Document passage -
■ ■ ■ ■ ■ ■ ■

To run an opera company or any complex arts organization these days, you need to be something of a diplomat. There are various constituencies to attend to and court, donors to be stroked, audiences to be wooed.
But Matthew Buckman, who took over as general director of Fresno Grand Opera last season, has become noticeably blunt when he talks about what he thinks the organization has to do to survive.
“In communities our size, there are simply not enough people who seek out the purely 19th-century European opera experience to sustain an organization dedicated just to providing that,” he says. “Therefore, our company needs to better reflect our community while still providing operatic experiences.”
In other words, the days of providing an endless parade of “Toscas” and “Carmens” and “Butterflies” – a style and viewing experience of opera frozen, glacierlike, into a kind of never-changing monolith – are over. That model isn’t sustainable, Buckman says.
Welcome, then, to the latest incarnation of the “new” Fresno Grand Opera: an informal concert titled “Opera Remix” at the Tower Theatre. Billed as a mash-up of beloved opera arias and classic rock anthems, it features a cast of five professional opera singers crossing between such songs as Puccini’s “Nessun Dorma” and Queen’s “Bohemian Rhapsody.”
Tuxedos are not encouraged.
There are aspects of the evening that might make opera purists blanch. The vibe will be informal. Singers will use a microphone. There will be a chamber orchestra providing accompaniment – but it will be joined by a rock combo. The original arrangements retain the text and melodies of the classic arias but offer surprises, such as an electronic beat in the opening bars of Bizet’s “Habanera” from “Carmen.”
Still, this isn’t an attempt to dumb down either genre. Those arrangements also offer fresh takes on the rock tunes, with evocative numbers from such groups as Chicago, the Beatles and Styx. Throughout, the singing will be with the power of the trained voices of sopranos Carrie Hennessey and Christine Capsuto, mezzo soprano Danielle Bond and tenors Gregory Pyatt and Christopher Bengochea.
“We’re not trying to make opera into rock or rock into opera,” says conductor Stuart Sims, who came up with the “Opera Remix” concept with Buckman. “We’re just trying to put them next to each other, so listeners can hear that great songs are great songs. We want people to hear that a love song from the 1860s is at the core the same as a love song from 1975.”
And if a rock-loving audience member finds something to like about a gorgeous opera tune, then all the better.
We’re not trying to make opera into rock or rock into opera. We’re just trying to put them next to each other, so listeners can hear that great songs are great songs.
Sims likens it to building a bridge: “First you walk across it, then make music on the other side of it and, then, hopefully people will follow you back over.”
“Opera Remix” isn’t a new concept for Sims and Buckman. The Fresno program actually made its debut four years ago at Modesto’s Townsend Opera. (Buckman also runs that organization, which joined administrative forces with Fresno Grand Opera in 2014.) The first “Opera Remix” was funded by a grant from the Irvine Foundation, which places a great importance on finding ways to make cultural organizations more sustainable.
The Modesto concert sold out that city’s State Theatre, which has a lot in common with the Tower in terms of ambiance. Like the planned Fresno event, food and drinks (including alcohol) were served. Afterward, the party moved outside the theater with an opportunity for audience members to perform karaoke, with the guest singers joining in.

■ ■ ■ ■ ■ ■ ■

Problem to work on -
In the article on Fresno Grand Opera's "Opera Remix" concert, what funded the first "Opera Remix"?

Dataset extract -
■ ■ ■ ■ ■ ■ ■

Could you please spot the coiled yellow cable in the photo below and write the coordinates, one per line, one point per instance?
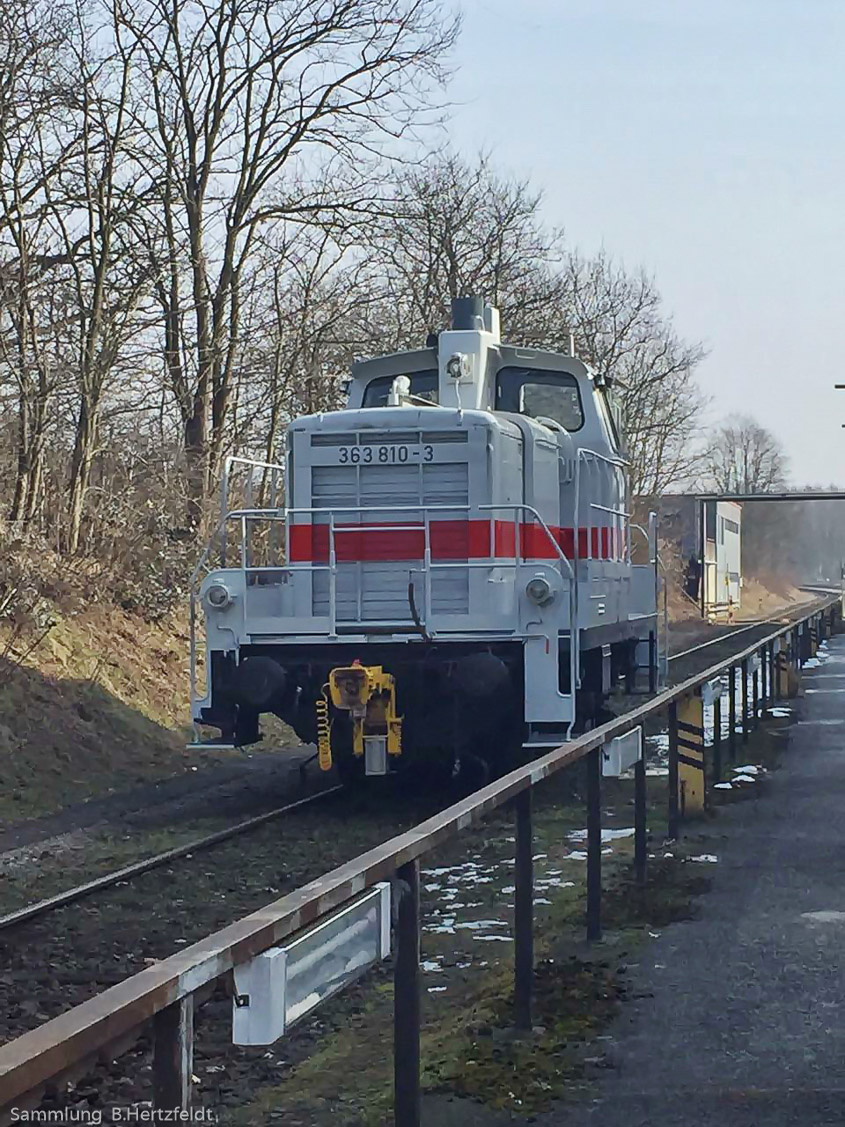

■ ■ ■ ■ ■ ■ ■

Response -
A grant from the Irvine Foundation.